Document section:
****************
Locate audio files for batch transcription

Use batch transcription to transcribe a large amount of audio data in storage. Batch transcription can access audio files from inside or outside of Azure.

When you store source audio files outside of Azure, the service can access them through a public URI (such as https://crbn.us/hello.wav). Make sure you can access files directly: the service doesn't support URIs that require authentication or that invoke interactive scripts before the file can be accessed.

Access audio files stored in Azure Blob storage through one of two methods:

Specify one or multiple audio files when you create a transcription. Provide multiple files per request or point to an Azure Blob storage container with the audio files to transcribe. The batch transcription service can handle a large number of submitted transcriptions. The service transcribes the files concurrently, which reduces the turnaround time.

Supported input formats and codecs

The batch transcription API and fast transcription API support multiple formats and codecs, such as:

  • WAV
  • MP3
  • OPUS/OGG
  • FLAC
  • WMA
  • AAC
  • ALAW in WAV container
  • MULAW in WAV container
  • AMR
  • WebM
  • SPEEX

Note

Batch transcription service integrates GStreamer and might accept more formats and codecs without returning errors. To ensure the best transcription quality, use lossless formats such as WAV (PCM encoding) and FLAC.

Upload to Azure Blob Storage

When audio files are in an Azure Blob Storage account, you can request transcription of individual audio files or an entire Azure Blob Storage container. You can also write transcription results to a Blob container.

Note

For blob and container limits, see batch transcription quotas and limits.

Follow these steps to create a storage account and upload WAV files from your local directory to a new container.

  1. Go to the Azure portal and sign in to your Azure account.
  2. Create a Storage account resource in the Azure portal. Use the same subscription and resource group as your Speech resource.
  3. Select the storage account.
  4. In the Data storage group in the left pane, select Containers.
  5. Select + Container.
  6. Enter a name for the new container and select Create.
  7. Select the new container.
  8. Select Upload.
  9. Choose the files to upload and select Upload.

Trusted Azure services security mechanism

This section explains how to set up and limit access to your batch transcription source audio files in an Azure Storage account by using the trusted Azure services security mechanism.

Note

By using the trusted Azure services security mechanism, you need to use Azure Blob storage to store audio files. Usage of Azure Files isn't supported.

If you perform all actions in this section, your Storage account is configured as follows:

  • Access to all external network traffic is prohibited.
  • Access to Storage account using Storage account key is prohibited.
****************
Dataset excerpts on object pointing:
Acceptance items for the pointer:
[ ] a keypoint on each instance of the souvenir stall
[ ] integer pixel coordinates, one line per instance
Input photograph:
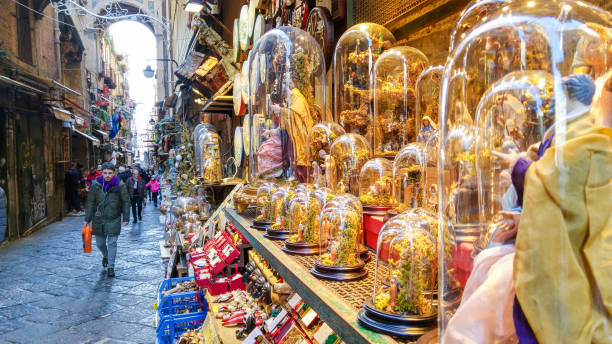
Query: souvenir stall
****************
Given problem 1: Which lossless formats does the batch transcription documentation recommend for the best transcription quality?
Given problem 2: List the section headings that follow the title in the batch transcription documentation.
Given problem 3: Continue the batch transcription documentation from the point where it ends.

Final result 1: WAV (PCM encoding) and FLAC.

Final result 2: Supported input formats and codecs; Upload to Azure Blob Storage; Trusted Azure services security mechanism

Final result 3:
  • Access to Storage account blob storage using shared access signatures (SAS) is prohibited.
  • Access to the selected Speech resource is allowed using the resource system assigned managed identity.

In effect, your Storage account becomes completely locked and can't be used in any scenario apart from transcribing audio files that were already present by the time the new configuration was applied. Consider this configuration as a model for the security of your audio data and customize it according to your needs.

For example, you can allow traffic from selected public IP addresses and Azure Virtual networks. You can also set up access to your Storage account by using private endpoints (see as well this tutorial), re-enable access by using Storage account key, allow access to other Azure trusted services, and so on.

Note

Using private endpoints for Speech isn't required to secure the storage account. You can use a private endpoint for batch transcription API requests, while separately accessing the source audio files from a secure storage account, or the other way around.

By following the steps in this section, you severely restrict access to the storage account. Then you assign the minimum required permissions for the Speech resource managed identity to access the Storage account.

Enable system assigned managed identity for the Speech resource

Follow these steps to enable system assigned managed identity for the Speech resource that you use for batch transcription.

  1. Go to the Azure portal and sign in to your Azure account.

  2. Select the Speech resource.

  3. In the Resource Management group in the left pane, select Identity.

  4. On the System assigned tab, select On for the status.

    Important

    User assigned managed identity doesn't meet requirements for the batch transcription storage account scenario. Be sure to enable system assigned managed identity.

  5. Select Save.

Now you can grant the managed identity for your Speech resource access to your storage account.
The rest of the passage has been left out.